• [WHAT IS ASKED] Express the records from the line with "distant tree line." up to and including the line with "(514, 378), (1000, 391)" as a two-column CSV headed instruction and response. Give one row per record, with its text and its answer each in a single quoted field and line breaks replaced by spaces.

*****

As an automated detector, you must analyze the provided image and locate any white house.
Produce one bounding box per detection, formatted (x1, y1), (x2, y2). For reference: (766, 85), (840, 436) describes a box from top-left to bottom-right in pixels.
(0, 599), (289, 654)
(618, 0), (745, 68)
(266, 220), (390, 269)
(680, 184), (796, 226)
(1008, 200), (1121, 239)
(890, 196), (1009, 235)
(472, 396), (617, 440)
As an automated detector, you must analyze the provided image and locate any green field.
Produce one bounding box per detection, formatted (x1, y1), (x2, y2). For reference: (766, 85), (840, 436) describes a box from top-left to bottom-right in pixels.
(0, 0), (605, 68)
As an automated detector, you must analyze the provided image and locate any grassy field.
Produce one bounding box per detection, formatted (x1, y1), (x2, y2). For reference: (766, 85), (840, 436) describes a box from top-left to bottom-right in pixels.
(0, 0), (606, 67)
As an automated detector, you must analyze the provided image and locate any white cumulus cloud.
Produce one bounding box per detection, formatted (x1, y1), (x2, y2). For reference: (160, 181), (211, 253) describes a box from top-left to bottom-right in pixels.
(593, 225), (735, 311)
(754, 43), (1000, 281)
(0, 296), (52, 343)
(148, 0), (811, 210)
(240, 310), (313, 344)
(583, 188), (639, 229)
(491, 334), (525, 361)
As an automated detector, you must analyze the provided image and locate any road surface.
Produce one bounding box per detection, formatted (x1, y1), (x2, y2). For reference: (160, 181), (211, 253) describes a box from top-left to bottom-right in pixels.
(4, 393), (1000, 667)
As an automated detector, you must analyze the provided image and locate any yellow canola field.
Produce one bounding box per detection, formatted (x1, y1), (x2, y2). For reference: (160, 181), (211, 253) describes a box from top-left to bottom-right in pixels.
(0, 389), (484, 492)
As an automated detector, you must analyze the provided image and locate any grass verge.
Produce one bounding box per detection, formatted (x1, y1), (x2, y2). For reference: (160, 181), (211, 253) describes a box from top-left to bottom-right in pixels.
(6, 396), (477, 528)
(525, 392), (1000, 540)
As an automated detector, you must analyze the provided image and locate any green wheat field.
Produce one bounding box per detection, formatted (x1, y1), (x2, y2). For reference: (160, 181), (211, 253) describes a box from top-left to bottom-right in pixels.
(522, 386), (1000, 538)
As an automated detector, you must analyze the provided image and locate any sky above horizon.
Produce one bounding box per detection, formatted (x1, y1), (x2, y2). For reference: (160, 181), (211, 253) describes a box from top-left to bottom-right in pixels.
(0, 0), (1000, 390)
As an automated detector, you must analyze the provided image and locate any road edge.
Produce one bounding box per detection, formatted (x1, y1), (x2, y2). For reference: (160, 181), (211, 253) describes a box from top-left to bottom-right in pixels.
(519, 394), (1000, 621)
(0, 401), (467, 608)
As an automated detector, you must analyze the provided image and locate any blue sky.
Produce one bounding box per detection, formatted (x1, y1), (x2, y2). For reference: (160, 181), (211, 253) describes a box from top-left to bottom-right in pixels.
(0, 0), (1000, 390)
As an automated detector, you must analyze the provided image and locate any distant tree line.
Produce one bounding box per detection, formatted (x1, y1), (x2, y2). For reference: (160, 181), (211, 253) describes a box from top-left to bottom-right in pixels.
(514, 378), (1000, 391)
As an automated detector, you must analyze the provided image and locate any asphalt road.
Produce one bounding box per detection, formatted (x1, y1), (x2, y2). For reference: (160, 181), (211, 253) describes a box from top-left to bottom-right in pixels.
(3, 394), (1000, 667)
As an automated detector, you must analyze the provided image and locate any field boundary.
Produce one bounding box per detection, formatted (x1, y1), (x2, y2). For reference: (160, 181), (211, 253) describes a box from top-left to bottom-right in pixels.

*****

• [PROBLEM SOLUTION]
instruction,response
"As an automated detector, you must analyze the provided image and locate any distant tree line. Produce one bounding box per detection, formatted (x1, y1), (x2, y2). For reference: (160, 181), (211, 253) describes a box from top-left to bottom-right in pixels.","(514, 378), (1000, 391)"